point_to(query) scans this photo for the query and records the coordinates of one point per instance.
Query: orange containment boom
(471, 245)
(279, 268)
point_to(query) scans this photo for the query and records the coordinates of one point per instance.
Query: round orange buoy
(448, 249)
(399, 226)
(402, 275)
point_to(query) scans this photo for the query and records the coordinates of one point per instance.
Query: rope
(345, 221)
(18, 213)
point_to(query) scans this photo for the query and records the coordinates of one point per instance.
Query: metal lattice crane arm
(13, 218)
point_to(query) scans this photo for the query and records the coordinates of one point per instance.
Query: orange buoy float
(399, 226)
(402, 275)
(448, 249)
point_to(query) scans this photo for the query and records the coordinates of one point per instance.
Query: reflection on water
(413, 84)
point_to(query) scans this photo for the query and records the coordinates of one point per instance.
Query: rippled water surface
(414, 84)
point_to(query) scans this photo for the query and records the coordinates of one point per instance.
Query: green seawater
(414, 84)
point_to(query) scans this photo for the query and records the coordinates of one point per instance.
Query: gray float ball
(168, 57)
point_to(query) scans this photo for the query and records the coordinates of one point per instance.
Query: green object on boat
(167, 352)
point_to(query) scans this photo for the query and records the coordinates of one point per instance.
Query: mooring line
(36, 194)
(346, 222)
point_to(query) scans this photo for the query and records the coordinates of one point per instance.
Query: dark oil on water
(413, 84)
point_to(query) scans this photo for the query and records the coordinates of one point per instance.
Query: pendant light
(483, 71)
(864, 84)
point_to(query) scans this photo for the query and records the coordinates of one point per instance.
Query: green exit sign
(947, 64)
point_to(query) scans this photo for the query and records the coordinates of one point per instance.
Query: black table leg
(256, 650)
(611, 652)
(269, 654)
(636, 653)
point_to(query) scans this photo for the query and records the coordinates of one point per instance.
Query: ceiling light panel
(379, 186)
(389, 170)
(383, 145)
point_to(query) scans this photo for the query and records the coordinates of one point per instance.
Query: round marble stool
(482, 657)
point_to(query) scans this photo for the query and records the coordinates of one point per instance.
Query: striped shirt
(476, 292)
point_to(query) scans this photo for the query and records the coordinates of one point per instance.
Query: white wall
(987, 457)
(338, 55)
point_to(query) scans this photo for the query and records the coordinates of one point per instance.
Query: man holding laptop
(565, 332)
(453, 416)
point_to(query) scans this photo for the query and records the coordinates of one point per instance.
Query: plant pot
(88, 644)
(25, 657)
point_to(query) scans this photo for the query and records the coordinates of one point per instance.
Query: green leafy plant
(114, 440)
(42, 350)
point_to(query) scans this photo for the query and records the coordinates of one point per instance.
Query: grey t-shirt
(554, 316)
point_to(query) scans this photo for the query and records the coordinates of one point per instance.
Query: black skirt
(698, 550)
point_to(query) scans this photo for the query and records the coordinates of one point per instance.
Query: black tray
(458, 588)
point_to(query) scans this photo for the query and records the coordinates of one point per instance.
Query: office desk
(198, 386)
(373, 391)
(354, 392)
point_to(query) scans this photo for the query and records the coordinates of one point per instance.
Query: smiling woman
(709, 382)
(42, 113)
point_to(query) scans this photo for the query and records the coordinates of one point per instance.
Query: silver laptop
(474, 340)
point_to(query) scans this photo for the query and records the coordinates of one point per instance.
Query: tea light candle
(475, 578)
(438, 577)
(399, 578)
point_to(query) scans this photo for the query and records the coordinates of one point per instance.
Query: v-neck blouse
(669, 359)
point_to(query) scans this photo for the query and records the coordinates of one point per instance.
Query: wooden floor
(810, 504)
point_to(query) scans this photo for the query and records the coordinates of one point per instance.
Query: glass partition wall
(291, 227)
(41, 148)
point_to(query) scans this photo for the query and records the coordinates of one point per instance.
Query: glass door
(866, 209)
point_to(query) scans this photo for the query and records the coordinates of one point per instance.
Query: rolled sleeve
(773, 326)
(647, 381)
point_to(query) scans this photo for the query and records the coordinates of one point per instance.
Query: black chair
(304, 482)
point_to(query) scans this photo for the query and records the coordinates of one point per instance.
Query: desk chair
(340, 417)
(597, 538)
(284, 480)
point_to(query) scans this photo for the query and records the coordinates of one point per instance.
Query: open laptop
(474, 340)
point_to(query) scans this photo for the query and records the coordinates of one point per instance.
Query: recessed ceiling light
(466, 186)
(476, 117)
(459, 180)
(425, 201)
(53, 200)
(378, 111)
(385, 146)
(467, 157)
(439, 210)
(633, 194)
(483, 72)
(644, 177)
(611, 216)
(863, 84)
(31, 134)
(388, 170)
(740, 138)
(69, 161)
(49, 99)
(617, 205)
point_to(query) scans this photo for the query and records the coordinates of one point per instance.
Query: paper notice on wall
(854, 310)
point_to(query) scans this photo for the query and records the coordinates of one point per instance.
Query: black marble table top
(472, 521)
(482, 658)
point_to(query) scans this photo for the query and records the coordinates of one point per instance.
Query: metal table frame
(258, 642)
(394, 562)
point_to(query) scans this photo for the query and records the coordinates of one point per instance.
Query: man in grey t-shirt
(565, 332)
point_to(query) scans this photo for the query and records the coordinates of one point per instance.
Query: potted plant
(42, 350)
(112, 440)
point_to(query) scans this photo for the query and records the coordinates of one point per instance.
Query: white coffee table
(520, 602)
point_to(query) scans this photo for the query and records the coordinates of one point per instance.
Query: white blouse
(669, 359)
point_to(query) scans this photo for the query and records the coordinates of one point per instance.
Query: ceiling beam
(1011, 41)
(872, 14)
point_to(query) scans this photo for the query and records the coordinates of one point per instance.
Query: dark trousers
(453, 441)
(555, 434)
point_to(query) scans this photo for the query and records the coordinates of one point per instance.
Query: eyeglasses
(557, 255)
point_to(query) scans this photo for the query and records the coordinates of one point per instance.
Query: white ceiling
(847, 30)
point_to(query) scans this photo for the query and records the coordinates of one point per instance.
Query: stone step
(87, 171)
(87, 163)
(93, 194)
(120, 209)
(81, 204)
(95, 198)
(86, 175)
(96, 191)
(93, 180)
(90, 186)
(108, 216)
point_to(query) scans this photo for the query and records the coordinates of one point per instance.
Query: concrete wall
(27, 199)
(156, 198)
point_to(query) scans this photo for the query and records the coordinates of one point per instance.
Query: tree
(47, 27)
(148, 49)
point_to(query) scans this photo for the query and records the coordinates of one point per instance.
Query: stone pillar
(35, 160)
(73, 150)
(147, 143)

----

* _What to work on_: Word for word, transcribe the data shown above.

* _Answer for the task_:
point_to(query) scans this photo for the query and records the coordinates of one point per instance.
Query: orange containment boom
(471, 245)
(279, 268)
point_to(query) scans this photo for the query and records the coordinates of one point per instance.
Query: round orange buoy
(448, 249)
(399, 226)
(402, 275)
point_to(query) scans this photo for the query and records the coordinates of one point per instance.
Query: rope
(345, 221)
(18, 213)
point_to(query) scans this photo for the query and records the coordinates of one point per instance.
Query: metal lattice crane arm
(13, 218)
point_to(query) scans this photo for the query and records the coordinates of one point per instance.
Query: orange buoy float
(399, 226)
(402, 275)
(448, 249)
point_to(query) scans this photo for the query and records the coordinates of one point per instance.
Query: reflection on water
(413, 84)
point_to(query) scans this photo for the query and records the coordinates of one point per instance.
Query: rippled water surface
(414, 84)
point_to(query) scans this photo for the query and records the coordinates of one point per instance.
Query: green seawater
(414, 84)
point_to(query) scans this photo for the query and records the coordinates of one point per instance.
Query: gray float ball
(168, 57)
point_to(query) scans this photo for the query and records the coordinates of one point per instance.
Query: green object on boat
(167, 352)
point_to(query) scans this photo for the query and records the coordinates of one point per instance.
Query: mooring line
(36, 194)
(346, 222)
point_to(query) scans this photo for the query and records the coordinates of one point per instance.
Query: dark oil on water
(413, 84)
point_to(query) scans this photo for the query and records the coordinates of one point per instance.
Query: pendant light
(483, 71)
(864, 84)
point_to(query) scans this photo for the query and records the coordinates of one point per instance.
Query: green exit sign
(947, 64)
point_to(query) scans this photo for the query and records the coordinates of one point per instance.
Query: black table leg
(256, 650)
(611, 652)
(269, 654)
(636, 653)
point_to(query) scans this photo for the query and records the coordinates of one point per instance.
Query: ceiling light panel
(379, 186)
(389, 170)
(383, 145)
point_to(query) scans this photo for the query and records the coordinates of one point per instance.
Query: round marble stool
(482, 657)
point_to(query) scans this photo for the query and records the coordinates of one point per instance.
Query: striped shirt
(476, 292)
point_to(query) scans this photo for the query and records the coordinates of one point per instance.
Query: white wall
(987, 457)
(338, 55)
point_to(query) scans this photo for the query and records the coordinates of one point per instance.
Query: man holding laptop
(565, 332)
(453, 416)
point_to(query) scans this photo for the query and records the coordinates of one point per instance.
Query: plant pot
(88, 644)
(25, 657)
point_to(query) scans this photo for the query and records the coordinates of one point per instance.
Query: green leafy plant
(114, 440)
(42, 350)
point_to(query) scans this photo for the query and records the coordinates of one point per instance.
Query: grey t-shirt
(554, 316)
point_to(query) scans this photo for the query and records the coordinates of one point per instance.
Query: black skirt
(698, 550)
point_to(query) scans this photo for the query and records the coordinates of one point per instance.
Query: black tray
(458, 588)
point_to(query) scans this photo for the query and records the coordinates of one point per instance.
Query: office desk
(198, 386)
(373, 391)
(354, 392)
point_to(query) scans this photo for the query and records the coordinates of one point per instance.
Query: smiling woman
(709, 382)
(42, 113)
point_to(query) scans this photo for the query and records the coordinates of one point per instance.
Query: silver laptop
(474, 340)
point_to(query) scans this photo for the query and records the coordinates of one point per instance.
Query: tea light candle
(475, 578)
(438, 577)
(399, 578)
point_to(query) scans this photo for the query and records the coordinates of one point per instance.
Query: v-neck blouse
(669, 359)
point_to(query) scans this photo for the query and records the coordinates of one point per instance.
Query: wooden floor
(810, 504)
point_to(query) scans this photo for the query and records the coordinates of one point per instance.
Query: glass partition wall
(291, 227)
(41, 148)
point_to(query) scans this photo for the query and records the coordinates of one point per instance.
Query: glass door
(866, 209)
point_to(query) scans this photo for the query and records the coordinates of one point per instance.
Query: rolled sleeve
(773, 326)
(647, 381)
point_to(query) scans this photo for the query and records the coordinates of one point per instance.
Query: black chair
(304, 482)
point_to(query) scans this photo for the query and records the coordinates of one point per instance.
Query: desk chair
(340, 417)
(597, 538)
(284, 480)
point_to(query) scans this photo for the query and records the coordinates of one point per instance.
Query: open laptop
(474, 340)
point_to(query) scans this photo for the query and records the coordinates of one point per instance.
Query: recessed ceiling light
(466, 186)
(476, 117)
(459, 180)
(425, 201)
(53, 200)
(378, 111)
(385, 146)
(467, 157)
(439, 210)
(633, 194)
(483, 72)
(644, 177)
(611, 216)
(863, 84)
(31, 134)
(388, 170)
(740, 138)
(69, 161)
(49, 99)
(617, 205)
point_to(query) scans this photo for the query and records the coordinates of one point per instance.
Query: paper notice on wall
(854, 310)
point_to(query) scans this photo for the query and records the coordinates of one point per instance.
Query: black marble table top
(472, 521)
(482, 658)
point_to(query) scans this photo for the query and records the coordinates of one point per instance.
Query: metal table frame
(258, 642)
(394, 562)
point_to(query) scans this photo for the query and records the coordinates of one point per instance.
Query: man in grey t-shirt
(565, 332)
point_to(query) scans this photo for the query and records the coordinates of one point per instance.
Query: potted plant
(42, 350)
(112, 440)
point_to(query) scans this photo for the query and records the coordinates of one point per instance.
Query: white coffee table
(520, 602)
point_to(query) scans this photo for the query and records the coordinates of one point per instance.
Query: white blouse
(669, 359)
point_to(query) scans this photo for the query and records the coordinates of one point per instance.
Query: ceiling beam
(1011, 41)
(872, 14)
point_to(query) scans this photo for the query and records the coordinates of one point per instance.
Query: dark trousers
(453, 441)
(555, 434)
point_to(query) scans this photo for the query and records the coordinates of one point per instance.
Query: eyeglasses
(557, 255)
point_to(query) scans this photo for the query and records the coordinates of one point per instance.
Query: white ceiling
(847, 30)
point_to(query) scans this photo for the query and records the coordinates of one point per instance.
Query: stone step
(87, 171)
(87, 163)
(93, 194)
(120, 209)
(81, 204)
(95, 198)
(86, 175)
(96, 191)
(93, 180)
(90, 186)
(108, 216)
point_to(query) scans this photo for the query and records the coordinates of one point per instance.
Query: concrete wall
(27, 199)
(156, 198)
point_to(query) scans this photo for the query and records the coordinates of one point per instance.
Query: tree
(47, 27)
(148, 49)
point_to(query) scans this photo for the query and records the coordinates of one point per instance.
Query: stone pillar
(35, 160)
(73, 150)
(147, 143)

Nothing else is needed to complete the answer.